## Stated exercise
Report every line in the items below that contains the string "instances", copying each such line in full. Case counts.

## Records to use
□ □ □ □

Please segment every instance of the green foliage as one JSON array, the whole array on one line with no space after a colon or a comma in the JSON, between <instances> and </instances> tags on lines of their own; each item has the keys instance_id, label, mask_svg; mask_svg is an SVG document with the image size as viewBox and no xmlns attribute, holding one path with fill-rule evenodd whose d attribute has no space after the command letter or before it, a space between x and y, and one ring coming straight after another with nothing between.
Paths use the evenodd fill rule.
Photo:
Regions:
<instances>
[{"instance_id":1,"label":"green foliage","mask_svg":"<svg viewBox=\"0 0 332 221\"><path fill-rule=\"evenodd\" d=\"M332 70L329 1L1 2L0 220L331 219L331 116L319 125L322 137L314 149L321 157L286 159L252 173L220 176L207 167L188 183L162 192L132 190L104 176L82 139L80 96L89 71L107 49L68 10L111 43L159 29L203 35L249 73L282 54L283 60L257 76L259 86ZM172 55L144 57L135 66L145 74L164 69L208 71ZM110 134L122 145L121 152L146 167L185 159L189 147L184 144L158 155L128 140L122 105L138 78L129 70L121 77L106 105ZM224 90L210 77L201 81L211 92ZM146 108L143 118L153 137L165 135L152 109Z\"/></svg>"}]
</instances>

□ □ □ □

## Solution for this problem
Please segment every instance of the green foliage as one JSON array, the whole array on one line with no space after a colon or a comma in the JSON, between <instances> and </instances> tags on lines of their own; each item has the keys instance_id, label, mask_svg; mask_svg is an SVG document with the image size as viewBox and no xmlns attribute, holding one path with fill-rule evenodd whose d attribute has no space after the command letter or before it, a space between x and y, and one ring coming straight after another with nothing between.
<instances>
</instances>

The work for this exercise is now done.